--- やること ---
1. 本文について、次の問いに答えよ。
(a) 筆者が好きなのはどのようなデコルテか。
(b) 筆者が惹かれた企画はどのようなものか。
(c) 「甘かった」と筆者に気づかせたものは何か。
2. 本文の「自分史上最高にセクシーな1枚を撮るという企画に惹かれてしまった。」から「るワクワク感で胸が高鳴った。」までを、「カメラマン」を「写真家」に置き換えて書き直せ。
3. デコルテと撮影企画についての本文を、最後の文のあとから引き継いで書き進めよ。

--- 本文 ---
____

あの日から、鎖骨や肋骨そして胸の谷間の始まりが作り出す翳りのあるデコルテ崇拝が始まった。パーンと張り詰めた若さを前面に出したようなものではなく、年齢を重ね、胸の重みとの戦いを制したデコルテが好きだ。
女性の美しさはデコルテしだいだと思うが、一般的には胸の膨らみの方が関心をひくらしい。それは胸が人目にさらされず、秘められた存在だからなのかもしれない。
 
小さな事件が起こった。
自分史上最高にセクシーな1枚を撮るという企画に惹かれてしまった。
コスチュームに身を包みポーズをとれば、プロのカメラマンがセクシーさをどこかから探し出し、作品に落とし込でくれるものだと思っていた。記念写真のようなものしかカメラマンと名のつく人に撮られたことのない経験値の少なさがそう思わせた。縁のなかった世界に足を踏み入れるワクワク感で胸が高鳴った。
 
「甘かった」と悟るまでには時間はかからなかった。
用意されたコスチュームと参加者の意気込みがそれに気づかせた。

____

--- データ行 ---
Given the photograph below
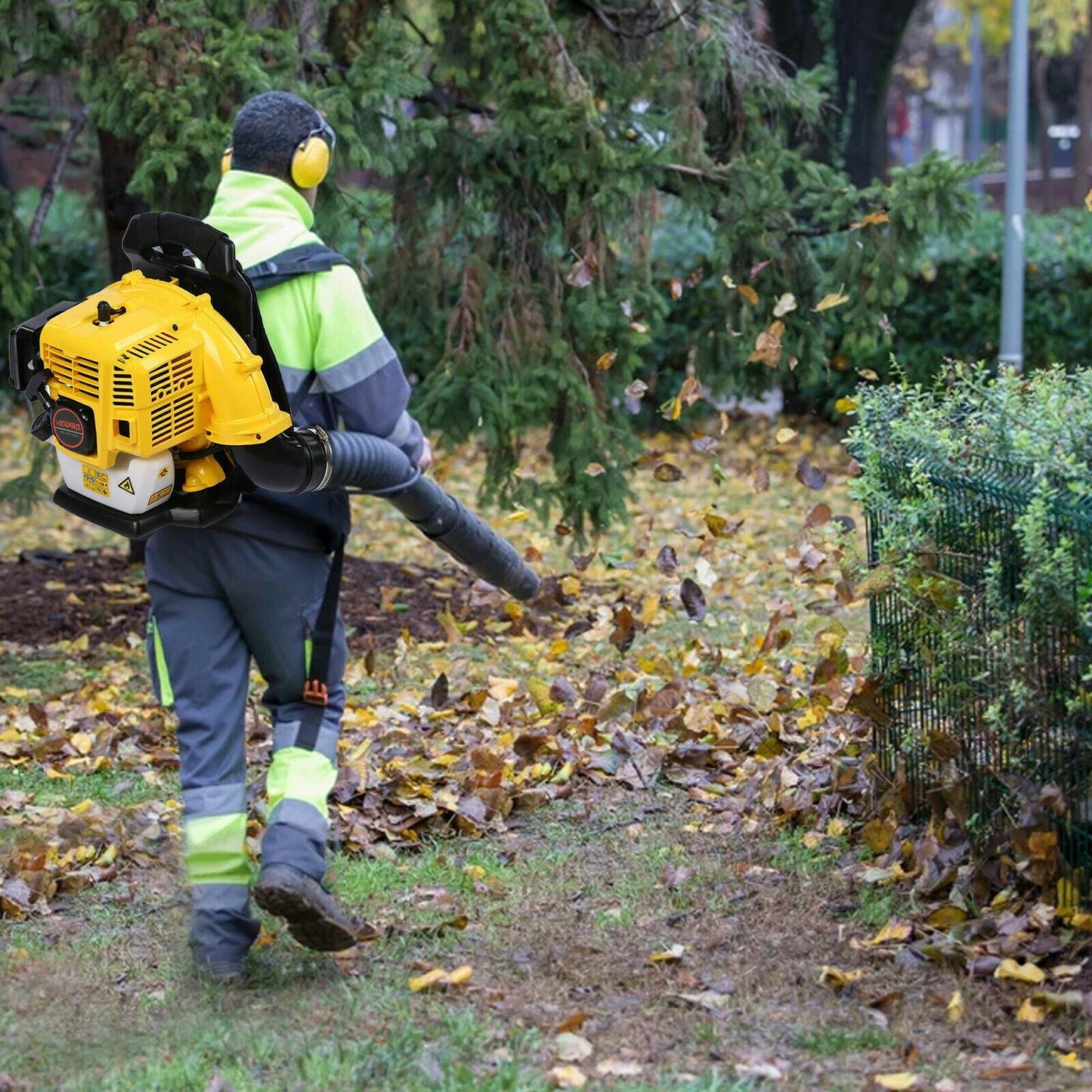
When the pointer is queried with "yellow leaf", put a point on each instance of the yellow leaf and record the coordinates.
(567, 1077)
(893, 933)
(82, 741)
(838, 979)
(672, 956)
(503, 689)
(873, 218)
(1020, 972)
(831, 299)
(897, 1082)
(438, 979)
(569, 1047)
(787, 304)
(1070, 1062)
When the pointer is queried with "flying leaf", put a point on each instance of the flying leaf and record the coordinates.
(831, 299)
(868, 221)
(694, 600)
(768, 345)
(784, 305)
(809, 475)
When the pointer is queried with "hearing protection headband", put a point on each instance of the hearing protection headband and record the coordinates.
(311, 159)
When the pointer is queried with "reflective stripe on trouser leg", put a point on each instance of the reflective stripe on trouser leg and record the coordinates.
(297, 785)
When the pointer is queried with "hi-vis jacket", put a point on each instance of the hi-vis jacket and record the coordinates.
(339, 368)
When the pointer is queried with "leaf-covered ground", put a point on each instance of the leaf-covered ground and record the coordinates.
(688, 694)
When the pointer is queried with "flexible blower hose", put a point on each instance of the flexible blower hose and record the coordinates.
(305, 460)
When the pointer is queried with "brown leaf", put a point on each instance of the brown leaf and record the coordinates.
(692, 600)
(438, 696)
(667, 561)
(625, 630)
(809, 475)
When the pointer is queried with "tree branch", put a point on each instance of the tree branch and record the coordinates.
(49, 190)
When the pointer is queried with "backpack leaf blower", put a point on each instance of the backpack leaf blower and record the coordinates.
(165, 404)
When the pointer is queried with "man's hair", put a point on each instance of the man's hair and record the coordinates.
(268, 130)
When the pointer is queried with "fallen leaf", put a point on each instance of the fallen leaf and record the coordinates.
(567, 1077)
(571, 1047)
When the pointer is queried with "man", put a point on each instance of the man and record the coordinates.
(262, 583)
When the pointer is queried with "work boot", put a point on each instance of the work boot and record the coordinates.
(314, 918)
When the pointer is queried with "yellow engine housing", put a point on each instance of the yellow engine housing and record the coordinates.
(166, 373)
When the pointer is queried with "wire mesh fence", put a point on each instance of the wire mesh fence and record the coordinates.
(983, 653)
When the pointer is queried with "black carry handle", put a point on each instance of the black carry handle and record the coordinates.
(162, 230)
(149, 243)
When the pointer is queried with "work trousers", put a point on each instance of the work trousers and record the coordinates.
(218, 600)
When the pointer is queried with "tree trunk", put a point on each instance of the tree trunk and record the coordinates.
(866, 39)
(1082, 154)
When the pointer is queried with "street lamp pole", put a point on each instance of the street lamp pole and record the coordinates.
(974, 144)
(1016, 181)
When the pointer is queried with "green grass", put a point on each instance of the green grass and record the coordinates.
(793, 854)
(46, 675)
(118, 787)
(830, 1042)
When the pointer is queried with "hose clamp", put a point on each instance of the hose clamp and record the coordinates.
(328, 456)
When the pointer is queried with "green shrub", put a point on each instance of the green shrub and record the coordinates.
(977, 493)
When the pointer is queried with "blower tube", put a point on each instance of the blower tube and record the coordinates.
(306, 460)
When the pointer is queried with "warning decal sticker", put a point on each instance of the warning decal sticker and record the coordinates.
(96, 481)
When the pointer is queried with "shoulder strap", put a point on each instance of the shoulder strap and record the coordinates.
(309, 258)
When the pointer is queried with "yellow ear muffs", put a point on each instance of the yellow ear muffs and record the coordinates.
(311, 162)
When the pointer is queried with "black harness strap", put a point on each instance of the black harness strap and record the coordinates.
(316, 694)
(309, 258)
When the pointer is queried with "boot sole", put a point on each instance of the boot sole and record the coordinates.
(311, 922)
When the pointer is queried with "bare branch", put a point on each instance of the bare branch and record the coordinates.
(60, 161)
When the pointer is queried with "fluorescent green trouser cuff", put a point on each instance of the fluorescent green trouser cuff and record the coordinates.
(299, 775)
(214, 849)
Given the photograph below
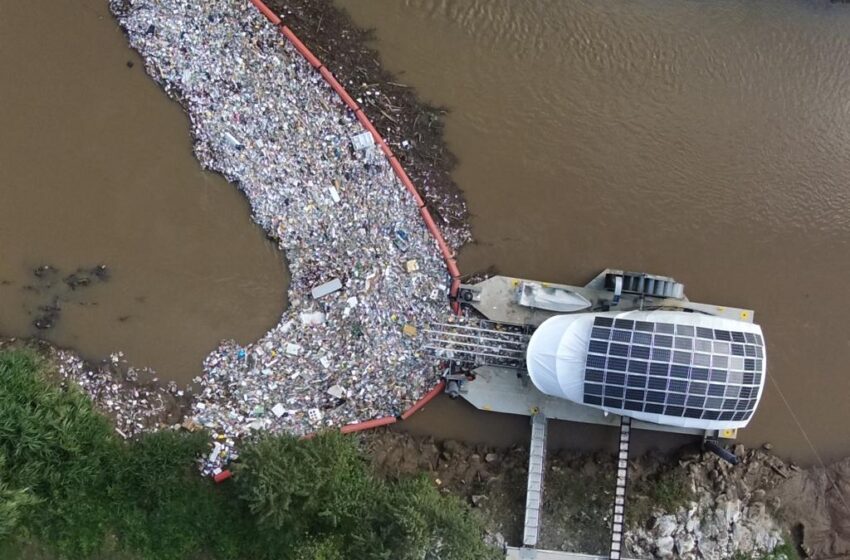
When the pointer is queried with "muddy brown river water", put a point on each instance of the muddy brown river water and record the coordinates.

____

--- 各設問の解答 ---
1.
(a) 年齢を重ね、胸の重みとの戦いを制したデコルテ
(b) 自分史上最高にセクシーな1枚を撮るという企画
(c) 用意されたコスチュームと参加者の意気込み

2.
自分史上最高にセクシーな1枚を撮るという企画に惹かれてしまった。
コスチュームに身を包みポーズをとれば、プロの写真家がセクシーさをどこかから探し出し、作品に落とし込でくれるものだと思っていた。記念写真のようなものしか写真家と名のつく人に撮られたことのない経験値の少なさがそう思わせた。縁のなかった世界に足を踏み入れるワクワク感で胸が高鳴った。

3.
覚悟を迫られた。
 
オリエンタルな雰囲気を醸し出す黒髪の若い女性が先頭を切った。
長い手足を武器に、そしてぽってりとした色っぽい唇を持つその女性は、次々とポーズをとった。
「それいいね」そんな声をかけながら、勝ちの1枚を求めて次々とシャッターが切られた。
「そうか、そんな風にポーズをとるんだ」見ながら学習を進めた。
 
スポットライトに当たる気持ち良さとは裏腹に、華のない存在の自分にめげた。
何かがブレーキをかけている。
躊躇するポージング。
待ちの姿勢の私。
覚悟は決まったが冴えない自分がいた。
表現力を持たない手足に戸惑った。
「頑張れ自分!」そんな声が聞こえる。
 
「腹がなあ」の一言にハッとした。
最近はトレーニングをサボりがちだ。無意識なうちにだらけた自分をさらけ出していた。セクシーショットに余計なものを蓄積した腹が写り込んでいた。ポーズ以前に個体の造型に問題有りか。プロの手にかかってもあるものをないように写すことは難しい。
 
腹の中央に走る一本のライン。そしてその横の三日月ライン。
それらが美しい陰を作る。
腹を敵視しつつ意識を向けた。
デコルテにはない陰影を持ち美しい。なるほど腹は肝だわ。胸よりさらに奥まったところに位置し、多くは覆い隠されて過ごしている。
 
緊張感のかけた私の腹には三日月はいなかった。
さらに密かに観察した。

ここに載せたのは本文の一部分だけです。